EXERCISE TASK:
Copy the records from the beginning through the line containing "top-left (0, 0), bottom-right (500, 375)", that line included, and add 115 to every coordinate in the answers. Keep the requests and their format samples unchanged, and omit the pictures.

_ _ _

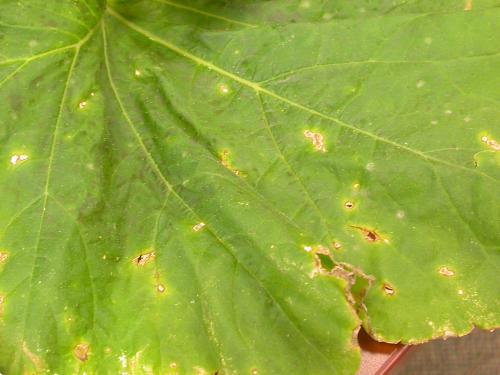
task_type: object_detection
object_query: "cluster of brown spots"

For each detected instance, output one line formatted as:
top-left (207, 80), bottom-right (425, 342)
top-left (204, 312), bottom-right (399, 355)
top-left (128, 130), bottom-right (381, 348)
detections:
top-left (133, 251), bottom-right (156, 267)
top-left (481, 136), bottom-right (500, 151)
top-left (193, 222), bottom-right (206, 232)
top-left (382, 283), bottom-right (394, 296)
top-left (73, 343), bottom-right (89, 362)
top-left (439, 267), bottom-right (455, 277)
top-left (351, 225), bottom-right (382, 242)
top-left (304, 130), bottom-right (326, 152)
top-left (220, 150), bottom-right (241, 176)
top-left (10, 154), bottom-right (29, 165)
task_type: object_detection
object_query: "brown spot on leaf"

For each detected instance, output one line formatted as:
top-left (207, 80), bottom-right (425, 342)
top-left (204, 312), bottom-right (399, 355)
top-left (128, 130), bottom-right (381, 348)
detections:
top-left (73, 343), bottom-right (89, 362)
top-left (344, 201), bottom-right (354, 210)
top-left (304, 130), bottom-right (326, 152)
top-left (439, 267), bottom-right (455, 277)
top-left (481, 136), bottom-right (500, 151)
top-left (156, 284), bottom-right (166, 293)
top-left (193, 222), bottom-right (206, 232)
top-left (332, 241), bottom-right (342, 250)
top-left (382, 283), bottom-right (394, 296)
top-left (133, 251), bottom-right (156, 267)
top-left (351, 225), bottom-right (382, 242)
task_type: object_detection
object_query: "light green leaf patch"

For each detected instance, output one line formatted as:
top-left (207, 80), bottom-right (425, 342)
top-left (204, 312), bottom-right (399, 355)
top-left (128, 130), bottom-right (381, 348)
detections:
top-left (0, 0), bottom-right (500, 375)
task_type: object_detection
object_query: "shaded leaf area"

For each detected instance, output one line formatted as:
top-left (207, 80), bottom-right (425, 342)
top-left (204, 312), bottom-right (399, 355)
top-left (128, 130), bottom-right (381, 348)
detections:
top-left (0, 0), bottom-right (500, 374)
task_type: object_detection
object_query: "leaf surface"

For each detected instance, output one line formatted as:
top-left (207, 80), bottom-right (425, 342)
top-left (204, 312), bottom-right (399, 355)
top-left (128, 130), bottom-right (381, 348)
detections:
top-left (0, 0), bottom-right (500, 374)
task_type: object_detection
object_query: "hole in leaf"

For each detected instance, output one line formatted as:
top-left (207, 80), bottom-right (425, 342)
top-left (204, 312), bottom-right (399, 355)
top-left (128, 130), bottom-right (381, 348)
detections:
top-left (133, 251), bottom-right (156, 267)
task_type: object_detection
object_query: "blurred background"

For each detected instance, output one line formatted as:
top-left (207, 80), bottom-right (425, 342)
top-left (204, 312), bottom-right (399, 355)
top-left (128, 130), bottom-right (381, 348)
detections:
top-left (359, 329), bottom-right (500, 375)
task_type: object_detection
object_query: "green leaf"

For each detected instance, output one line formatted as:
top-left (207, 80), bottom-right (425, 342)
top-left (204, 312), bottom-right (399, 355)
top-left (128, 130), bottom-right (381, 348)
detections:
top-left (0, 0), bottom-right (500, 374)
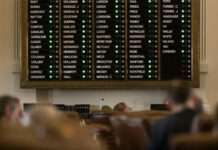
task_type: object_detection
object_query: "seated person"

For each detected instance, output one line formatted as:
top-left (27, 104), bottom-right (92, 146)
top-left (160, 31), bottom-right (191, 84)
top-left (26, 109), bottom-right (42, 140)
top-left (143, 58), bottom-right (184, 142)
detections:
top-left (0, 96), bottom-right (23, 123)
top-left (148, 84), bottom-right (196, 150)
top-left (114, 103), bottom-right (132, 112)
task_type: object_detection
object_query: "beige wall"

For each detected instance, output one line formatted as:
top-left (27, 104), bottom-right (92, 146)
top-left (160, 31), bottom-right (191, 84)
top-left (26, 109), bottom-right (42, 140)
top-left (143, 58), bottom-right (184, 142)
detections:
top-left (0, 0), bottom-right (218, 110)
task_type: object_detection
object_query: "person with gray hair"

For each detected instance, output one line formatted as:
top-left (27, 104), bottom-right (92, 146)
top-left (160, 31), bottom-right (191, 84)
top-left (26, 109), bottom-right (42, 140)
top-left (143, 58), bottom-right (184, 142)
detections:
top-left (0, 96), bottom-right (23, 123)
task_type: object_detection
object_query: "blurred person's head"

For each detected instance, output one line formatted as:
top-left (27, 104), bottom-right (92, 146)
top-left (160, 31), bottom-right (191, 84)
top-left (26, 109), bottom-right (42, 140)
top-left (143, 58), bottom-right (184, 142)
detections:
top-left (114, 103), bottom-right (132, 112)
top-left (0, 96), bottom-right (23, 123)
top-left (29, 105), bottom-right (102, 150)
top-left (167, 80), bottom-right (195, 112)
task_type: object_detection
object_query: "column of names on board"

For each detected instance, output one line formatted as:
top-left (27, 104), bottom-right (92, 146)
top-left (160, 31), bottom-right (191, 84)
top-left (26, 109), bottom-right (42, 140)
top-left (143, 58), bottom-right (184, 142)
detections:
top-left (62, 0), bottom-right (92, 80)
top-left (161, 0), bottom-right (192, 80)
top-left (95, 0), bottom-right (125, 80)
top-left (28, 0), bottom-right (59, 80)
top-left (128, 0), bottom-right (158, 80)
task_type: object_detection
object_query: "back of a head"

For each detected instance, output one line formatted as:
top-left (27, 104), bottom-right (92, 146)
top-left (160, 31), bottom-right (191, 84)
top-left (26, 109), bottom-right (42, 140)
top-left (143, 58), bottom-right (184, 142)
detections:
top-left (0, 96), bottom-right (20, 118)
top-left (114, 103), bottom-right (127, 112)
top-left (168, 81), bottom-right (192, 104)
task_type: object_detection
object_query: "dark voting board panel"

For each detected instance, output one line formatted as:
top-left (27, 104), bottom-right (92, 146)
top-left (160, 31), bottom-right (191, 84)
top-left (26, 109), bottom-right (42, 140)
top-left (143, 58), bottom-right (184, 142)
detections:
top-left (20, 0), bottom-right (200, 88)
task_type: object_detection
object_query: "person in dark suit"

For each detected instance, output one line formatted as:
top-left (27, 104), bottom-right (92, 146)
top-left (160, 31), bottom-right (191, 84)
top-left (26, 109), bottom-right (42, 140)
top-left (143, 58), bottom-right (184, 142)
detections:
top-left (148, 84), bottom-right (196, 150)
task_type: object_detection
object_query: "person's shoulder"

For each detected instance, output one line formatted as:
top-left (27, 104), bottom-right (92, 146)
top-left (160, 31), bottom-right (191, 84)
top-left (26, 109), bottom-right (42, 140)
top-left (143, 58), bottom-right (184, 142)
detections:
top-left (155, 115), bottom-right (173, 128)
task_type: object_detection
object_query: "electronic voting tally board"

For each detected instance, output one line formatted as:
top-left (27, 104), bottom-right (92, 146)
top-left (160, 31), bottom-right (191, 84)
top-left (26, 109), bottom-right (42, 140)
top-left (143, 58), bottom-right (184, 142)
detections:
top-left (21, 0), bottom-right (200, 88)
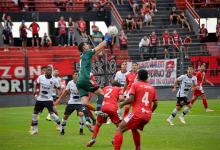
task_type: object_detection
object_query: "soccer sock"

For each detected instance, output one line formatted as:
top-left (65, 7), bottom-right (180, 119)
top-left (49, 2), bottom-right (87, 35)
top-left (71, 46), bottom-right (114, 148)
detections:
top-left (132, 130), bottom-right (141, 150)
top-left (88, 110), bottom-right (96, 123)
top-left (123, 106), bottom-right (130, 118)
top-left (202, 98), bottom-right (208, 109)
top-left (181, 107), bottom-right (190, 117)
top-left (169, 108), bottom-right (178, 120)
top-left (114, 131), bottom-right (123, 150)
top-left (79, 116), bottom-right (84, 129)
top-left (61, 119), bottom-right (66, 129)
top-left (50, 113), bottom-right (60, 125)
top-left (82, 104), bottom-right (91, 123)
top-left (190, 100), bottom-right (195, 104)
top-left (31, 114), bottom-right (38, 129)
top-left (47, 113), bottom-right (50, 118)
top-left (96, 95), bottom-right (104, 111)
top-left (92, 125), bottom-right (100, 139)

_ _ _

TASK ANSWER:
task_type: object_detection
object_query: "cluster of brown spots"

For each detected instance, output one line formatted as:
top-left (207, 80), bottom-right (425, 342)
top-left (204, 312), bottom-right (399, 355)
top-left (128, 130), bottom-right (381, 348)
detections:
top-left (248, 366), bottom-right (271, 382)
top-left (596, 251), bottom-right (615, 266)
top-left (308, 337), bottom-right (321, 347)
top-left (497, 398), bottom-right (509, 411)
top-left (188, 458), bottom-right (204, 477)
top-left (554, 382), bottom-right (570, 392)
top-left (466, 340), bottom-right (497, 357)
top-left (419, 245), bottom-right (441, 267)
top-left (335, 265), bottom-right (356, 291)
top-left (125, 269), bottom-right (144, 280)
task_type: object_detection
object_query: "brown spot on leaf"

For each detected instance, output one line formatted as:
top-left (207, 80), bottom-right (425, 342)
top-left (204, 312), bottom-right (399, 355)
top-left (128, 130), bottom-right (381, 348)
detections:
top-left (188, 458), bottom-right (204, 477)
top-left (459, 316), bottom-right (469, 325)
top-left (419, 245), bottom-right (441, 267)
top-left (554, 382), bottom-right (570, 392)
top-left (596, 251), bottom-right (615, 266)
top-left (271, 399), bottom-right (281, 408)
top-left (308, 337), bottom-right (321, 347)
top-left (447, 356), bottom-right (457, 365)
top-left (497, 398), bottom-right (509, 411)
top-left (248, 366), bottom-right (271, 382)
top-left (466, 340), bottom-right (497, 357)
task_type: object_detection
object_query: "light green leaf patch"

For each detected instance, output one line formatted as:
top-left (207, 80), bottom-right (425, 342)
top-left (204, 312), bottom-right (399, 355)
top-left (128, 130), bottom-right (381, 348)
detections:
top-left (115, 115), bottom-right (615, 490)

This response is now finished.